◆ About this task: Print only the lines from the one with "One pin marks each instance of the person sitting." through the end of the data, exactly, and please omit pictures.

◆ Supplied material:
★ ★ ★ ★ ★ ★ ★

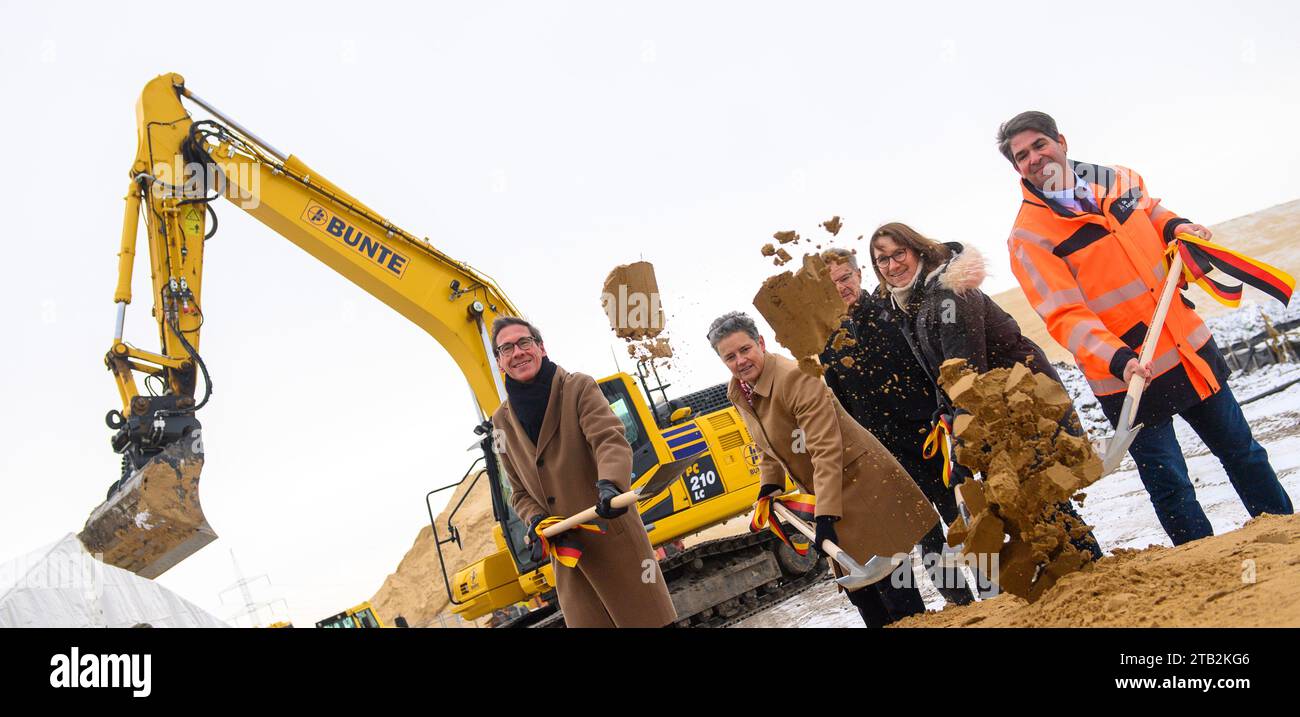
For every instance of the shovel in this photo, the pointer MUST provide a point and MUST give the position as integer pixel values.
(664, 477)
(1126, 431)
(858, 576)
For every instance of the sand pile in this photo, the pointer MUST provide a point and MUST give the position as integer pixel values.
(804, 309)
(415, 590)
(1012, 433)
(1246, 578)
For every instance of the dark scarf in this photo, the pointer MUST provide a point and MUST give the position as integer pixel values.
(528, 400)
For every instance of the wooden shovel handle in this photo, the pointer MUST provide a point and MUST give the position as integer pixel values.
(785, 515)
(620, 500)
(1157, 324)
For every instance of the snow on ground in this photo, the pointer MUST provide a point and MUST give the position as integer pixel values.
(1118, 505)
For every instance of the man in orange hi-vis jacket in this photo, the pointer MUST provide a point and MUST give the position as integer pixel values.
(1088, 248)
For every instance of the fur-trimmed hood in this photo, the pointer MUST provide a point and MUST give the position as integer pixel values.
(961, 273)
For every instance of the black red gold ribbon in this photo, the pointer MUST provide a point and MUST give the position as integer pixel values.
(940, 439)
(1200, 257)
(804, 505)
(563, 551)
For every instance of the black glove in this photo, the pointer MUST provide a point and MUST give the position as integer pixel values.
(607, 491)
(534, 540)
(824, 531)
(767, 489)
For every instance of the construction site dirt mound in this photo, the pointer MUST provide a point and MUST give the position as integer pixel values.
(1244, 578)
(416, 590)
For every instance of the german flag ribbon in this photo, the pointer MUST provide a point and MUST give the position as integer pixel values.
(1200, 257)
(558, 547)
(940, 439)
(804, 505)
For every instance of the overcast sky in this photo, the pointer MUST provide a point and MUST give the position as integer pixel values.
(544, 143)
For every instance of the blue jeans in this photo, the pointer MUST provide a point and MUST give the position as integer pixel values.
(1221, 425)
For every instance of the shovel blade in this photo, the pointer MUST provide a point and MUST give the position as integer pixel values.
(666, 476)
(1117, 447)
(861, 576)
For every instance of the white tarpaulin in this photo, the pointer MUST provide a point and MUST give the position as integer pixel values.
(64, 586)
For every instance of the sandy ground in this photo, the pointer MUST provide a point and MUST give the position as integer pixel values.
(1201, 583)
(1244, 578)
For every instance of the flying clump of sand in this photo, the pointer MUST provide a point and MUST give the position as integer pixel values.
(804, 307)
(1013, 433)
(631, 300)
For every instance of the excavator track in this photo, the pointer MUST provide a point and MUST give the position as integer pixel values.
(720, 582)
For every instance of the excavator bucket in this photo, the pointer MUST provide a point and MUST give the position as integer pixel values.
(154, 520)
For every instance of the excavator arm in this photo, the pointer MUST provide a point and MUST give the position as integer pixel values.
(152, 517)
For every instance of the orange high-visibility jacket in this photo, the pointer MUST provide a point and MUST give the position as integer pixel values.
(1095, 278)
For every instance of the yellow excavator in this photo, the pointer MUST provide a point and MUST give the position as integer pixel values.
(152, 518)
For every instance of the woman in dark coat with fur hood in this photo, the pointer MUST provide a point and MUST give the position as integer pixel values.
(945, 316)
(949, 317)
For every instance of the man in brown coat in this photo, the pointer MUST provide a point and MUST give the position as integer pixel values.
(563, 451)
(866, 503)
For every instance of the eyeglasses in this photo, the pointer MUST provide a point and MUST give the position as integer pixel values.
(506, 351)
(883, 260)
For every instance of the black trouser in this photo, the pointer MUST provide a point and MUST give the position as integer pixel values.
(882, 603)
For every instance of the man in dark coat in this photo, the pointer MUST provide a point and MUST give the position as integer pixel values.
(879, 382)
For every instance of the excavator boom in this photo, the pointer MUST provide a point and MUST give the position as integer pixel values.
(152, 518)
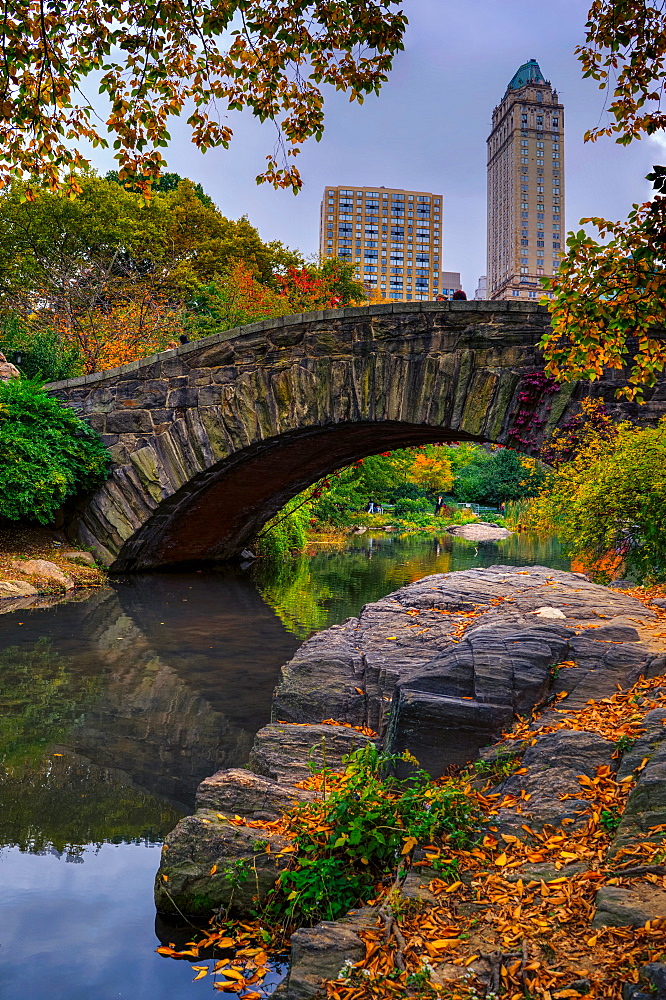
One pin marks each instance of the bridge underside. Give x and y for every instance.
(218, 513)
(210, 440)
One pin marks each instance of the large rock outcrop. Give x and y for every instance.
(440, 667)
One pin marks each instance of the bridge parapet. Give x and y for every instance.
(209, 440)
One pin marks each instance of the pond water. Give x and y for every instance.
(113, 709)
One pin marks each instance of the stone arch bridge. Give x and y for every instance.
(208, 441)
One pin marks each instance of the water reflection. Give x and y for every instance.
(315, 591)
(113, 710)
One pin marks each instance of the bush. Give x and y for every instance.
(497, 477)
(286, 533)
(358, 834)
(39, 354)
(405, 507)
(608, 505)
(46, 453)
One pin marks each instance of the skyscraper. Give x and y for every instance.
(525, 186)
(392, 236)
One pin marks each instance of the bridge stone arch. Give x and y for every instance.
(209, 440)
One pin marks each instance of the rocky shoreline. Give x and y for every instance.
(441, 667)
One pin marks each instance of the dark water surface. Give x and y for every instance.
(113, 709)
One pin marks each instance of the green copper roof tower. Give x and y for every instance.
(529, 72)
(526, 225)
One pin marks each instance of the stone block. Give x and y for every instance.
(322, 952)
(186, 396)
(16, 588)
(441, 731)
(45, 570)
(288, 754)
(128, 421)
(239, 791)
(244, 873)
(619, 906)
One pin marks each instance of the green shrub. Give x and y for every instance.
(38, 354)
(356, 836)
(286, 533)
(47, 453)
(406, 507)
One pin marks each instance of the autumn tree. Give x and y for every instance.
(152, 62)
(609, 295)
(608, 504)
(432, 472)
(116, 278)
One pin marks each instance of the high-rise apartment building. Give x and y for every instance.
(525, 186)
(450, 283)
(392, 236)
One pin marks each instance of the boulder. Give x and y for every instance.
(479, 531)
(554, 765)
(287, 754)
(80, 556)
(16, 588)
(321, 952)
(44, 569)
(210, 864)
(652, 984)
(240, 792)
(631, 906)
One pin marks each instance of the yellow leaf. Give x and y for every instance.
(232, 974)
(409, 845)
(225, 943)
(442, 943)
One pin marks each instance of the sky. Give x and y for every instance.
(427, 130)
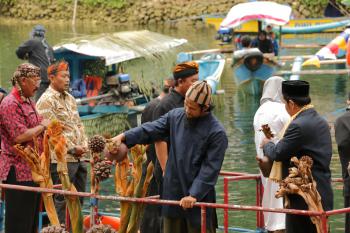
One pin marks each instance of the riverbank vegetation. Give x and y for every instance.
(140, 12)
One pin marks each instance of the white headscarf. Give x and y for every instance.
(272, 90)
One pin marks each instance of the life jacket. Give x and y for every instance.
(93, 87)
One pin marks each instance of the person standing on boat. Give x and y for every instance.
(307, 134)
(151, 221)
(197, 145)
(184, 75)
(274, 41)
(39, 53)
(272, 112)
(342, 137)
(263, 43)
(19, 124)
(57, 103)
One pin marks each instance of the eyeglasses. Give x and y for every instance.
(36, 81)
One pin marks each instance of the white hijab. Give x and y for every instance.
(272, 90)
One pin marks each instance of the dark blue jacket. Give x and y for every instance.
(196, 153)
(308, 134)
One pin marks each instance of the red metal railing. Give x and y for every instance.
(259, 190)
(202, 205)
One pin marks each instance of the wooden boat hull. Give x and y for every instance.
(294, 26)
(211, 70)
(251, 82)
(211, 66)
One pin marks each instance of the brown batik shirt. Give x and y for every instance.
(63, 107)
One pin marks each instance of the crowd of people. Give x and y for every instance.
(265, 41)
(187, 143)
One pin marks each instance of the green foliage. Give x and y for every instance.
(106, 3)
(92, 3)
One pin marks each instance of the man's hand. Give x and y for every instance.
(117, 140)
(265, 165)
(45, 123)
(79, 151)
(187, 202)
(264, 142)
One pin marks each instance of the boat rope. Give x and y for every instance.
(340, 7)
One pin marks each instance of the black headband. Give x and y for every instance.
(185, 73)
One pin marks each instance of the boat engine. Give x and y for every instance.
(122, 86)
(225, 35)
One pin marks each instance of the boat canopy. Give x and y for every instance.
(268, 12)
(120, 46)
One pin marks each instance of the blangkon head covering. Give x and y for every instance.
(58, 66)
(25, 70)
(199, 92)
(185, 70)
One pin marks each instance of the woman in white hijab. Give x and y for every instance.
(272, 112)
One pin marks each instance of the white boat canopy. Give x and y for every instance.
(269, 12)
(120, 46)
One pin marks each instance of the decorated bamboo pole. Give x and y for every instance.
(301, 182)
(40, 168)
(99, 170)
(133, 185)
(58, 142)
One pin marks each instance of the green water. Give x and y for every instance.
(328, 93)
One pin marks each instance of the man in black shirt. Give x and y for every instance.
(151, 221)
(184, 74)
(39, 53)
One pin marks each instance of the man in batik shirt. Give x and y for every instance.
(57, 103)
(19, 124)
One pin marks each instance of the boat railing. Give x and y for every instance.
(228, 177)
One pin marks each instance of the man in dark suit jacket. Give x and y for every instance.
(308, 134)
(342, 137)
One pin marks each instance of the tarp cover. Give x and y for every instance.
(120, 46)
(269, 12)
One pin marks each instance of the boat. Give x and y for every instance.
(333, 50)
(251, 71)
(243, 13)
(211, 66)
(251, 67)
(113, 101)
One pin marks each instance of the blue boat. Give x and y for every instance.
(251, 69)
(211, 66)
(109, 101)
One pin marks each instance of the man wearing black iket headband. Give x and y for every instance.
(39, 53)
(307, 134)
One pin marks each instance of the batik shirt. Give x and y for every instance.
(63, 107)
(16, 117)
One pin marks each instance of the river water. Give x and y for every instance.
(236, 111)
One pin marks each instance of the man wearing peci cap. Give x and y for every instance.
(184, 74)
(57, 103)
(307, 134)
(19, 124)
(197, 145)
(151, 222)
(38, 52)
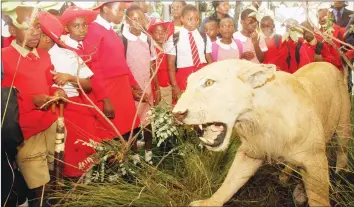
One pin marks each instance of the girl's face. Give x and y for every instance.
(159, 34)
(136, 20)
(249, 24)
(223, 8)
(176, 9)
(77, 28)
(226, 28)
(190, 20)
(115, 12)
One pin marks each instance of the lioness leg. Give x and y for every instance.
(242, 168)
(343, 133)
(316, 179)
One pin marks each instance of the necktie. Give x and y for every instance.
(79, 46)
(194, 49)
(31, 56)
(339, 18)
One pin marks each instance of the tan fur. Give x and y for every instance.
(277, 116)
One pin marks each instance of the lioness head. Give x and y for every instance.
(217, 95)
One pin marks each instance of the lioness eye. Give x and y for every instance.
(209, 82)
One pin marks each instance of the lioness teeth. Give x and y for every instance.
(215, 128)
(204, 140)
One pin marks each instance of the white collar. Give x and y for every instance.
(262, 35)
(240, 36)
(54, 49)
(70, 42)
(184, 30)
(104, 23)
(225, 46)
(127, 34)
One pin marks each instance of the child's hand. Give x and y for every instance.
(62, 78)
(39, 100)
(108, 108)
(176, 92)
(317, 58)
(254, 37)
(247, 55)
(157, 97)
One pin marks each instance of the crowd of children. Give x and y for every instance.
(126, 73)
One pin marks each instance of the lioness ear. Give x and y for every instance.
(257, 75)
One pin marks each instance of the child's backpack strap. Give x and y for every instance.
(297, 52)
(239, 45)
(277, 40)
(204, 40)
(319, 46)
(175, 39)
(214, 51)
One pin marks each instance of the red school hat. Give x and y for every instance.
(74, 12)
(101, 3)
(170, 27)
(51, 26)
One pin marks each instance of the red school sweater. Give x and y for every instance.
(33, 77)
(107, 57)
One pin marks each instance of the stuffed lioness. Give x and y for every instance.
(279, 116)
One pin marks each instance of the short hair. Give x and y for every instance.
(245, 13)
(133, 8)
(188, 8)
(183, 2)
(265, 18)
(307, 25)
(54, 12)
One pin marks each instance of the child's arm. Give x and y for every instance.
(176, 91)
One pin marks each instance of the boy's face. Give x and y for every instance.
(223, 7)
(308, 36)
(190, 20)
(322, 16)
(176, 9)
(227, 28)
(249, 24)
(211, 29)
(136, 20)
(115, 12)
(267, 27)
(159, 34)
(77, 28)
(31, 35)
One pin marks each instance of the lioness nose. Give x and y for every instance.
(180, 115)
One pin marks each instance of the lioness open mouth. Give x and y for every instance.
(212, 134)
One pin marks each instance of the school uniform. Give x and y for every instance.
(221, 51)
(275, 51)
(115, 78)
(248, 45)
(32, 71)
(287, 59)
(163, 79)
(310, 48)
(139, 60)
(185, 64)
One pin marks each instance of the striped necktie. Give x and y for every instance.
(194, 49)
(32, 56)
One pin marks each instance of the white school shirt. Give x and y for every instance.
(70, 42)
(184, 56)
(143, 37)
(65, 61)
(248, 45)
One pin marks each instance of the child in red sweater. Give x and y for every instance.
(160, 32)
(317, 51)
(29, 68)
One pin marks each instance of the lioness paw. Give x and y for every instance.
(207, 202)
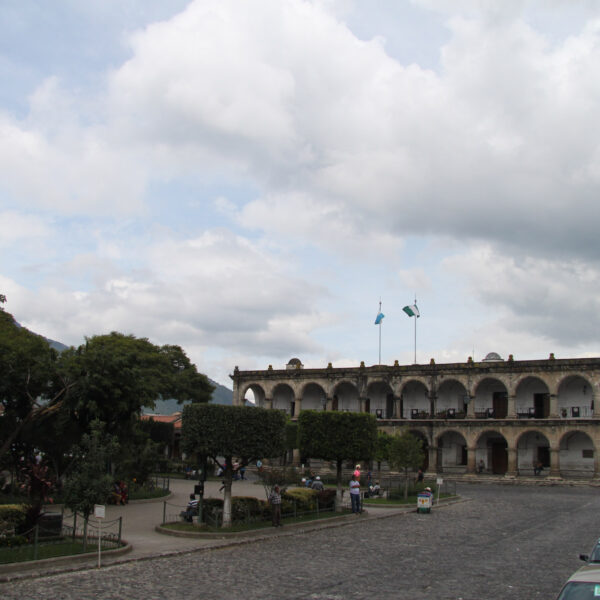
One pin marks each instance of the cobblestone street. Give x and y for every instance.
(515, 542)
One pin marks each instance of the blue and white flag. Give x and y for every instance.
(412, 310)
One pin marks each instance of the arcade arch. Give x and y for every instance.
(452, 452)
(314, 397)
(532, 398)
(575, 398)
(283, 399)
(380, 399)
(492, 448)
(533, 447)
(576, 455)
(491, 399)
(415, 400)
(345, 397)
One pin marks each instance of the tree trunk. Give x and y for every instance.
(227, 496)
(338, 504)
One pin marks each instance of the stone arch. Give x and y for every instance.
(381, 399)
(490, 399)
(452, 399)
(345, 397)
(284, 399)
(575, 397)
(258, 394)
(451, 452)
(576, 455)
(533, 447)
(492, 448)
(415, 400)
(313, 397)
(532, 397)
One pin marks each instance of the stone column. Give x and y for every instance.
(512, 462)
(432, 459)
(554, 466)
(471, 467)
(398, 408)
(471, 409)
(512, 407)
(553, 406)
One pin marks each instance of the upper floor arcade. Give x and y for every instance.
(490, 389)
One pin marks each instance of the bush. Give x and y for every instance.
(12, 518)
(305, 499)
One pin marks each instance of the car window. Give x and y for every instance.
(580, 590)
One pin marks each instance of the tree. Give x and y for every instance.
(337, 436)
(115, 375)
(89, 481)
(406, 452)
(382, 449)
(241, 432)
(29, 386)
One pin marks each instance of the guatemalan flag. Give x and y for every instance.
(412, 310)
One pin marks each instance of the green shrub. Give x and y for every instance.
(12, 517)
(305, 498)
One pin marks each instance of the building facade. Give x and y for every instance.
(495, 416)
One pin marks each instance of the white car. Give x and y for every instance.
(584, 584)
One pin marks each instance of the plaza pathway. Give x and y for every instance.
(506, 542)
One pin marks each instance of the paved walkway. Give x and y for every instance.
(139, 530)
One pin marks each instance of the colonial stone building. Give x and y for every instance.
(494, 416)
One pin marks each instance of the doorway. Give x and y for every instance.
(541, 405)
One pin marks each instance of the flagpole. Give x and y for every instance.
(415, 318)
(380, 332)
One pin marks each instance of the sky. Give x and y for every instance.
(250, 180)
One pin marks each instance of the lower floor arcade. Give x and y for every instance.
(509, 451)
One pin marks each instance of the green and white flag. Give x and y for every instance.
(412, 310)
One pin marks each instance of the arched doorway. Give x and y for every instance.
(492, 448)
(533, 447)
(452, 453)
(576, 455)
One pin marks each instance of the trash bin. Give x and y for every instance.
(424, 502)
(50, 525)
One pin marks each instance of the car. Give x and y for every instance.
(594, 556)
(584, 584)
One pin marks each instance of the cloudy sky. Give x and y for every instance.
(249, 179)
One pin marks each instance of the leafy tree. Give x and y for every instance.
(337, 436)
(241, 432)
(89, 481)
(406, 452)
(382, 446)
(116, 375)
(29, 386)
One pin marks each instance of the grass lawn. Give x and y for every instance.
(263, 524)
(45, 550)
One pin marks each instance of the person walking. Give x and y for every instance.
(275, 502)
(355, 494)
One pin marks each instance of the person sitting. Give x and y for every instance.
(191, 510)
(317, 484)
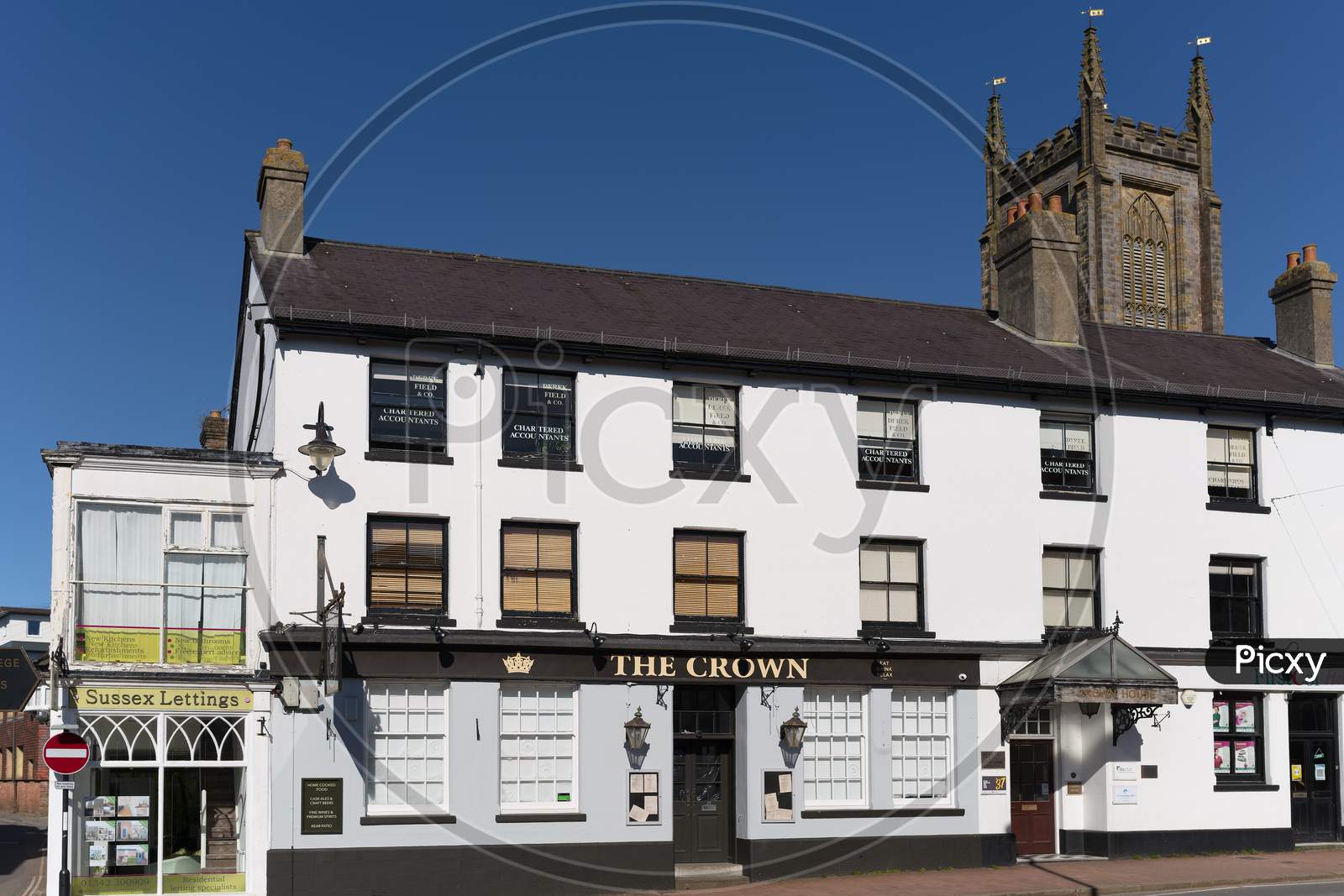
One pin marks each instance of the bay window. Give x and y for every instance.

★ ★ ★ ★ ★ ★ ★

◆ Task response:
One pin marks each instance of the person sitting. Give x and y for every instance.
(191, 510)
(317, 484)
One pin marks each instance of the bay window. Give x and y for every instance.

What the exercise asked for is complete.